Please put every line of the records below into a numbered list, leaving out any blank lines.

■ **Entries supplied**:

▽

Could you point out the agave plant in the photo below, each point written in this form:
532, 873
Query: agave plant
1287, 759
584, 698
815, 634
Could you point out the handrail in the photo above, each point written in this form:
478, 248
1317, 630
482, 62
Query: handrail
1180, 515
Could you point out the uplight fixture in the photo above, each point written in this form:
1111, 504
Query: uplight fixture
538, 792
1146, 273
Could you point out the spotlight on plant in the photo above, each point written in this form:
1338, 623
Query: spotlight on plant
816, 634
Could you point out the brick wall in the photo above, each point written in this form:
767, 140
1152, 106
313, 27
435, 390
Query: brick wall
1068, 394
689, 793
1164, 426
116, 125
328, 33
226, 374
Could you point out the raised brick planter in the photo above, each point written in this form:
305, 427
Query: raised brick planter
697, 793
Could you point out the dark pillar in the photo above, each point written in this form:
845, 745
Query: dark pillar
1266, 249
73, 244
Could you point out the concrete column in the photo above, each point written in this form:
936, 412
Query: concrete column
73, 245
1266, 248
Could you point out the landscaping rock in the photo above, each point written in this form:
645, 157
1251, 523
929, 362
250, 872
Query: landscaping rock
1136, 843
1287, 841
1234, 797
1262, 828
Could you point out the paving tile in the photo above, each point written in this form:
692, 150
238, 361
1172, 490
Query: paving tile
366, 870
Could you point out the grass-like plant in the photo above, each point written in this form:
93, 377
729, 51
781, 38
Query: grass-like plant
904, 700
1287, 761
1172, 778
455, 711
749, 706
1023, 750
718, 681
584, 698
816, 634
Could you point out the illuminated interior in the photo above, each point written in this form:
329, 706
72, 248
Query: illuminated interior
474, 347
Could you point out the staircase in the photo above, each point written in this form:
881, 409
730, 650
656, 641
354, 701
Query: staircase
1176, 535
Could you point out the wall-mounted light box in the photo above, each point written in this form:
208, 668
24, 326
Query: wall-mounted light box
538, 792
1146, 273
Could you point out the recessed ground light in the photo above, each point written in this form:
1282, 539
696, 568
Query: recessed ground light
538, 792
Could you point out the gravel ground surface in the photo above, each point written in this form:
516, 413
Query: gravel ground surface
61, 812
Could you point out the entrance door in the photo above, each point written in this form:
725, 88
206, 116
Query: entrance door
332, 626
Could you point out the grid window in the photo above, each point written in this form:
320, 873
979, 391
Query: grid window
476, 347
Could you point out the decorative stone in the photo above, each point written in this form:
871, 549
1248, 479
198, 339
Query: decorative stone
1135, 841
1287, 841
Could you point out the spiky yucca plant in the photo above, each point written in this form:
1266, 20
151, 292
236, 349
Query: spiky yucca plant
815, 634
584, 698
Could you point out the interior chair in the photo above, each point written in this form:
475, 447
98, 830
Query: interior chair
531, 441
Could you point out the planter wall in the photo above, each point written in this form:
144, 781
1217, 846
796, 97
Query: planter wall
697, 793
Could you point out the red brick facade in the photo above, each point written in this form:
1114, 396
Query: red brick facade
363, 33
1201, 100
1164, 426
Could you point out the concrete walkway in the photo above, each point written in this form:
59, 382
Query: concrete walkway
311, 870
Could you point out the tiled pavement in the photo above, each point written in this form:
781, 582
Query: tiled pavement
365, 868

△

■ **In response**:
1. Could you point out the agave plant in the photo below, each point written in this form:
2. 532, 873
3. Query: agave plant
4. 1287, 759
5. 584, 698
6. 815, 634
7. Could you point out the handrail in the photo above, each point written in this form:
8. 478, 248
9. 1317, 630
10. 482, 62
11. Query: handrail
12. 1180, 515
13. Could you point out the uplight fixture in the photo above, each point written in this form:
14. 1111, 504
15. Query: uplight fixture
16. 538, 792
17. 1146, 273
18. Could you point out the spotlight on plant in the photo above, each point written in this form:
19. 1338, 623
20. Query: spotlight on plant
21. 816, 634
22. Could you point out the brick wall in the photo above, each point written in this form:
23. 767, 140
24. 1152, 106
25. 313, 27
26. 435, 390
27. Query: brick wall
28. 1068, 394
29. 689, 793
30. 1164, 426
31. 116, 125
32. 328, 33
33. 226, 374
34. Could you point out the raised brick planter in the photo above, each point written in this form:
35. 305, 427
36. Query: raised brick planter
37. 697, 793
38. Could you point out the dark pillar in the photo above, each point written in this form:
39. 845, 745
40. Query: dark pillar
41. 1266, 249
42. 73, 244
43. Could you point out the concrete column in the photo above, each point written in this form:
44. 936, 412
45. Query: concrete column
46. 73, 245
47. 1266, 248
48. Could you point out the landscaping rock in the photo above, each point written in this form:
49. 645, 157
50. 1251, 523
51. 929, 362
52. 250, 872
53. Query: landscaping rock
54. 1136, 843
55. 1287, 841
56. 1234, 797
57. 1262, 828
58. Could you point out the paving tile in the photo above, each point written in this form:
59. 692, 150
60. 238, 361
61. 1172, 490
62. Query: paving tile
63. 366, 870
64. Could you point out the grass-like plant in the photo above, each point written in this form:
65. 93, 377
66. 729, 51
67. 781, 38
68. Query: grass-like plant
69. 904, 700
70. 1287, 761
71. 1172, 778
72. 455, 711
73. 749, 706
74. 1023, 750
75. 718, 681
76. 584, 698
77. 816, 634
78. Could you point out the illuminated interior in the photo above, each point written in this form:
79. 329, 706
80. 72, 248
81. Query: illuminated interior
82. 474, 347
83. Could you point out the staircase in the photo above, each point written in this form:
84. 881, 409
85. 730, 650
86. 656, 641
87. 354, 701
88. Query: staircase
89. 1176, 535
90. Could you point out the wall-mounted light box in the photo above, each point written in this form:
91. 208, 668
92. 24, 326
93. Query: wall-mounted light box
94. 538, 792
95. 1146, 273
96. Could you point out the recessed ground light in the photo above, each point written in this form:
97. 1282, 539
98. 696, 568
99. Query: recessed ground light
100. 538, 792
101. Could you point out the gravel ground surface in the photo above, each point written in this form:
102. 516, 413
103. Query: gravel ground surface
104. 61, 812
105. Could you point out the entrance door in the photo above, each point written in this form:
106. 725, 88
107. 206, 116
108. Query: entrance door
109. 332, 626
110. Could you point out the grid window in the photo above, each point written in this form:
111. 320, 873
112. 979, 391
113. Query: grid window
114. 476, 347
115. Could you point out the decorative stone in the photo above, each point written in this form:
116. 871, 549
117. 1248, 479
118. 198, 339
119. Query: decorative stone
120. 1135, 841
121. 1287, 841
122. Could you point out the spiky yucca plant in the photo above, each point written in this form:
123. 1266, 20
124. 151, 292
125. 236, 349
126. Query: spiky yucca plant
127. 815, 634
128. 584, 698
129. Could you point out the interior chair in the photo above, each point written in this form:
130. 475, 447
131. 98, 830
132. Query: interior chair
133. 531, 441
134. Could you point out the planter wall in the photo above, each point written in this form:
135. 144, 781
136. 1217, 846
137. 796, 97
138. Query: planter wall
139. 697, 793
140. Could you point out the red brick facade in the photo above, each point written in this form:
141. 1114, 396
142. Query: red brick facade
143. 363, 33
144. 1201, 100
145. 1164, 426
146. Could you point out the concrete walkway in the photo above, each point written in this form:
147. 59, 382
148. Query: concrete walkway
149. 311, 870
150. Could you point out the tiled pavement in the photo above, each point written in this form:
151. 781, 582
152. Query: tiled pavement
153. 365, 868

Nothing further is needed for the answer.